____ EXTRACTED DATA
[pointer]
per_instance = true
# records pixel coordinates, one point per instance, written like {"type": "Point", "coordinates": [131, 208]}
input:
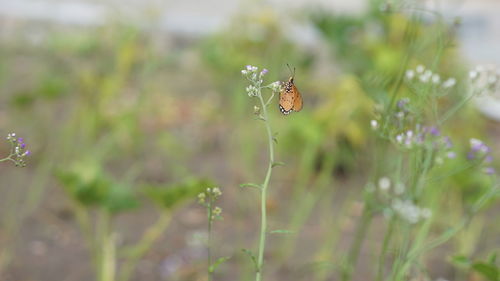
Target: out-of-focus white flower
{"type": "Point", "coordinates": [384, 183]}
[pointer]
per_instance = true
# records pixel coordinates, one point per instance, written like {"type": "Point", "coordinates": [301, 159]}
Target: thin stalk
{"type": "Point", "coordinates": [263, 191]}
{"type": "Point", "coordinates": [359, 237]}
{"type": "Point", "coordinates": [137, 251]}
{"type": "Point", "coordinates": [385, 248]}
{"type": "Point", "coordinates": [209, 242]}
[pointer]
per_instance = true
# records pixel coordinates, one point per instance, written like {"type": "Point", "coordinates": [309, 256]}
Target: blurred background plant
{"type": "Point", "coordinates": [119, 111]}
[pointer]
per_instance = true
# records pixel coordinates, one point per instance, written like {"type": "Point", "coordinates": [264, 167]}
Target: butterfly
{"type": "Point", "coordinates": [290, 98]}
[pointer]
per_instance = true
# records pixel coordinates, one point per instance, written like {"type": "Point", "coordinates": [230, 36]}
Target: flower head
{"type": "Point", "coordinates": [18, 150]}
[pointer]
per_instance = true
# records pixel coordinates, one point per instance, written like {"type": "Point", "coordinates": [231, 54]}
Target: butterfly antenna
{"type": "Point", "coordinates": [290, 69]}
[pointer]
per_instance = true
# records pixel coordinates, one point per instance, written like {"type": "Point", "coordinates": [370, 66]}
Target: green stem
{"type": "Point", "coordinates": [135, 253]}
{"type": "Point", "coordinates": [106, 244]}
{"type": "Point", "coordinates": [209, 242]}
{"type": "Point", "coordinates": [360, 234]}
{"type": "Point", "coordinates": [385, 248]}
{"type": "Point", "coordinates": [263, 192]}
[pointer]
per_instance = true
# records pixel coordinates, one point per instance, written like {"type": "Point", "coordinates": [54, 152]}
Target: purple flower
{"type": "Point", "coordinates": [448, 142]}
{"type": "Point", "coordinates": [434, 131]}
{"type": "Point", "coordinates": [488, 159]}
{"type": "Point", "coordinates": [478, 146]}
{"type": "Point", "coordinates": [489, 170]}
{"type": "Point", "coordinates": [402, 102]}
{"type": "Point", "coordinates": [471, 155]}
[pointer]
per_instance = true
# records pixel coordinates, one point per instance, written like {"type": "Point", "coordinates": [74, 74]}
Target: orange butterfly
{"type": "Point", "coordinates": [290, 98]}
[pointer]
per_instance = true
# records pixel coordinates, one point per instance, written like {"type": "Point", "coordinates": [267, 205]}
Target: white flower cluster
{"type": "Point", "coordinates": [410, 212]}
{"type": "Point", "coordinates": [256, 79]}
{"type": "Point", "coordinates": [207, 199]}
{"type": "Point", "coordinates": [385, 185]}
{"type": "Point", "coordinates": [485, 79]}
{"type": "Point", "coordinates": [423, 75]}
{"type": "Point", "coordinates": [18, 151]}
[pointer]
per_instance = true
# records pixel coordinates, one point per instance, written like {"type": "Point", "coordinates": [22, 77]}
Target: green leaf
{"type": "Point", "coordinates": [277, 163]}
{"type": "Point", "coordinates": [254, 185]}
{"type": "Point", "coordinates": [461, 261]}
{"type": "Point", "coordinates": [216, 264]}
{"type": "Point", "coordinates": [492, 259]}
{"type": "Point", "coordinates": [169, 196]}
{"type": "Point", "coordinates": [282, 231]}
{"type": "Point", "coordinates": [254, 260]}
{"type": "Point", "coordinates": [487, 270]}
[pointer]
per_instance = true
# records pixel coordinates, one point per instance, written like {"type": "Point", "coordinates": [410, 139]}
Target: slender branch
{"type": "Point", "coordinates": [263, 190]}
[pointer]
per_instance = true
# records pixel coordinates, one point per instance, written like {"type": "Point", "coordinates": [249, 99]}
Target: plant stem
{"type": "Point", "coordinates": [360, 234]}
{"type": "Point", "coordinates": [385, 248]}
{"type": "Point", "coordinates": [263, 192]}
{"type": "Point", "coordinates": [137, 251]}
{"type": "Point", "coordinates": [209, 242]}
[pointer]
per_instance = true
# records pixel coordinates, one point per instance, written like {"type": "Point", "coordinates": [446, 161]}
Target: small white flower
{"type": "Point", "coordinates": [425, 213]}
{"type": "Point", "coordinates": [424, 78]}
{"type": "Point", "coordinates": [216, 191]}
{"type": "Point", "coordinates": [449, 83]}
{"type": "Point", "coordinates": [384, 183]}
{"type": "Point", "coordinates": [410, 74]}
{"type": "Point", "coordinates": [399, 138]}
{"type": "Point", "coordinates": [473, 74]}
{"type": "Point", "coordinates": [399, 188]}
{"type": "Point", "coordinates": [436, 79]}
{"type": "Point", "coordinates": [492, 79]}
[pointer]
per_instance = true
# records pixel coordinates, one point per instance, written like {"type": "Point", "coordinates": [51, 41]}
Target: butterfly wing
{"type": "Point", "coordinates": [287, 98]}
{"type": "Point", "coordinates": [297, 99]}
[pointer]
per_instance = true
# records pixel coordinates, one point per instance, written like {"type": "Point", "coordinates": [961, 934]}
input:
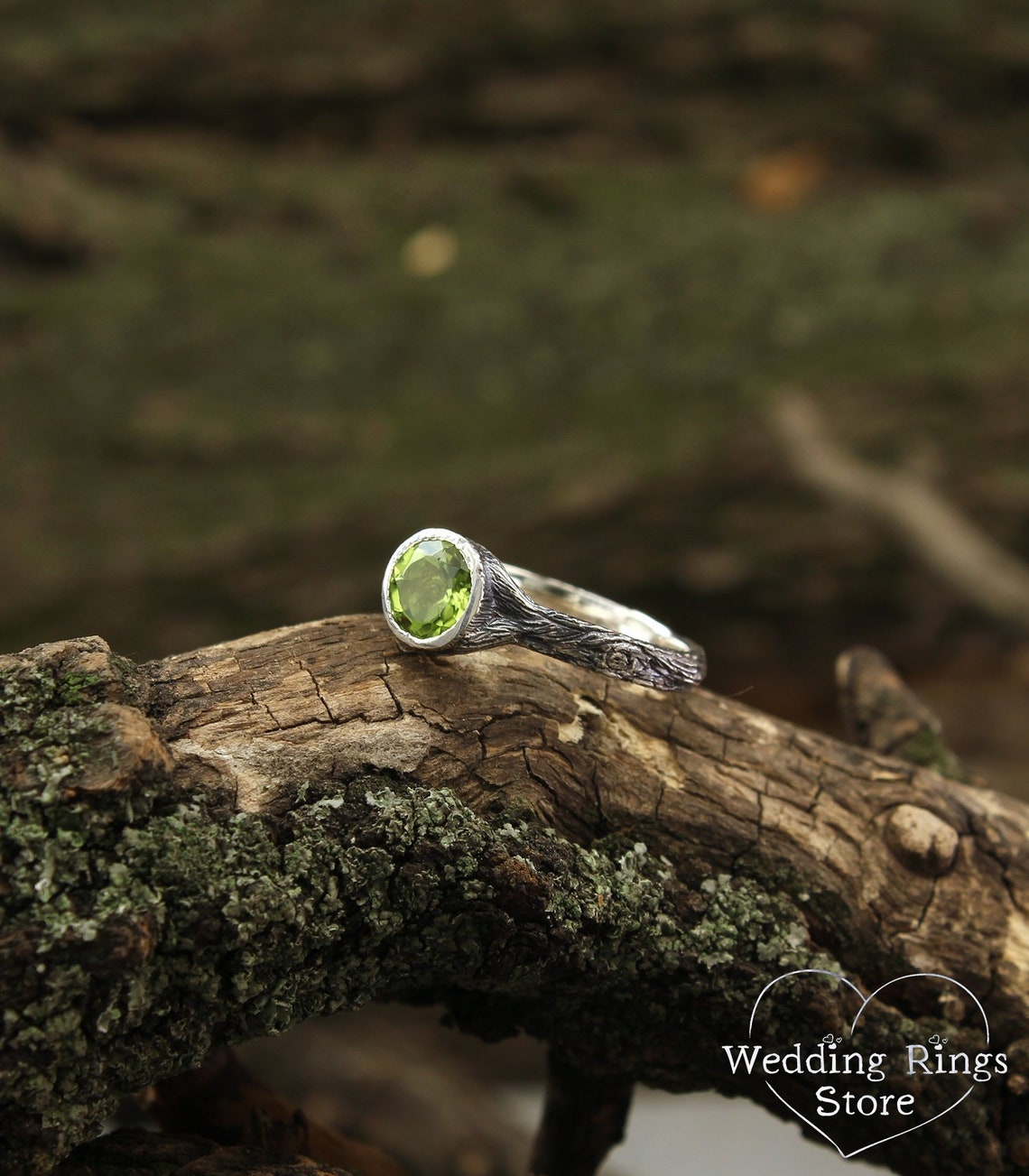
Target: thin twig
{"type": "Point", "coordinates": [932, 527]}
________
| YOUR ASSIGNMENT |
Retype every entry word for word, but do not carry over the pictures.

| RESPONSE FOR THIS EXERCISE |
[pointer]
per_instance = true
# records pixel coordinates, one point per instance, written like {"type": "Point", "coordinates": [131, 208]}
input:
Target: out-of-focus white flower
{"type": "Point", "coordinates": [384, 183]}
[pointer]
per_instance = true
# records pixel coordinates, one point per instance, written like {"type": "Point", "coordinates": [301, 159]}
Target: thin stalk
{"type": "Point", "coordinates": [263, 191]}
{"type": "Point", "coordinates": [359, 237]}
{"type": "Point", "coordinates": [137, 251]}
{"type": "Point", "coordinates": [385, 248]}
{"type": "Point", "coordinates": [209, 242]}
[pointer]
per_instance = true
# records pixel coordinates, one point per instance, written like {"type": "Point", "coordinates": [309, 256]}
Target: blurred background plant
{"type": "Point", "coordinates": [119, 111]}
[pointer]
per_instance = true
# records pixel coordinates, one point per instance, written like {"type": "Point", "coordinates": [264, 167]}
Target: butterfly
{"type": "Point", "coordinates": [290, 98]}
[pointer]
per_instance = true
# records pixel coordinates, one point per instance, written like {"type": "Point", "coordinates": [230, 36]}
Target: flower head
{"type": "Point", "coordinates": [18, 150]}
[pointer]
per_instance = true
# records pixel coordinates, one point per instance, written like {"type": "Point", "coordinates": [231, 54]}
Target: butterfly antenna
{"type": "Point", "coordinates": [290, 69]}
[pointer]
per_instance = true
# records pixel coordinates, one point per instance, written like {"type": "Point", "coordinates": [370, 66]}
Target: green stem
{"type": "Point", "coordinates": [135, 253]}
{"type": "Point", "coordinates": [106, 244]}
{"type": "Point", "coordinates": [209, 242]}
{"type": "Point", "coordinates": [360, 234]}
{"type": "Point", "coordinates": [385, 248]}
{"type": "Point", "coordinates": [263, 192]}
[pointer]
per_instance = true
# records pixel coordinates, one point per instance, written like {"type": "Point", "coordinates": [54, 152]}
Target: purple flower
{"type": "Point", "coordinates": [448, 142]}
{"type": "Point", "coordinates": [434, 131]}
{"type": "Point", "coordinates": [488, 159]}
{"type": "Point", "coordinates": [478, 146]}
{"type": "Point", "coordinates": [489, 170]}
{"type": "Point", "coordinates": [402, 102]}
{"type": "Point", "coordinates": [471, 155]}
[pointer]
per_instance = true
# records pixel coordinates, one point per instance, written like {"type": "Point", "coordinates": [74, 74]}
Target: orange butterfly
{"type": "Point", "coordinates": [290, 98]}
[pointer]
per_instance = true
# records pixel coordinates, one point per instance, written like {"type": "Point", "coordinates": [267, 205]}
Target: white flower cluster
{"type": "Point", "coordinates": [410, 212]}
{"type": "Point", "coordinates": [256, 79]}
{"type": "Point", "coordinates": [207, 199]}
{"type": "Point", "coordinates": [385, 185]}
{"type": "Point", "coordinates": [485, 79]}
{"type": "Point", "coordinates": [423, 75]}
{"type": "Point", "coordinates": [18, 151]}
[pointer]
per_instance = true
# records pixel coordinates, one point per instance, written like {"type": "Point", "coordinates": [22, 77]}
Target: green leaf
{"type": "Point", "coordinates": [277, 163]}
{"type": "Point", "coordinates": [254, 185]}
{"type": "Point", "coordinates": [461, 261]}
{"type": "Point", "coordinates": [216, 264]}
{"type": "Point", "coordinates": [492, 259]}
{"type": "Point", "coordinates": [169, 196]}
{"type": "Point", "coordinates": [282, 231]}
{"type": "Point", "coordinates": [254, 260]}
{"type": "Point", "coordinates": [487, 270]}
[pointer]
per_instance = true
# records pixel coordinates, one point per instance, written like {"type": "Point", "coordinates": [410, 139]}
Target: slender branch
{"type": "Point", "coordinates": [263, 190]}
[pointer]
per_instance = true
# records pixel coordinates, one point per instance, written like {"type": "Point", "coordinates": [249, 99]}
Target: plant stem
{"type": "Point", "coordinates": [360, 234]}
{"type": "Point", "coordinates": [385, 248]}
{"type": "Point", "coordinates": [263, 192]}
{"type": "Point", "coordinates": [137, 251]}
{"type": "Point", "coordinates": [209, 242]}
[pointer]
per_instance = true
# records pixel coordinates, one point per instance, written like {"type": "Point", "coordinates": [446, 161]}
Target: small white flower
{"type": "Point", "coordinates": [425, 213]}
{"type": "Point", "coordinates": [424, 78]}
{"type": "Point", "coordinates": [216, 191]}
{"type": "Point", "coordinates": [449, 83]}
{"type": "Point", "coordinates": [384, 183]}
{"type": "Point", "coordinates": [410, 74]}
{"type": "Point", "coordinates": [399, 138]}
{"type": "Point", "coordinates": [473, 74]}
{"type": "Point", "coordinates": [399, 188]}
{"type": "Point", "coordinates": [436, 79]}
{"type": "Point", "coordinates": [492, 79]}
[pointer]
per_instance = true
# records pixel coordinates, one point per instance, written like {"type": "Point", "coordinates": [51, 41]}
Target: butterfly wing
{"type": "Point", "coordinates": [287, 98]}
{"type": "Point", "coordinates": [297, 99]}
[pointer]
per_instance = true
# records pixel coordinates, one point per instance, written like {"type": "Point", "coordinates": [961, 934]}
input:
Target: thin twig
{"type": "Point", "coordinates": [932, 527]}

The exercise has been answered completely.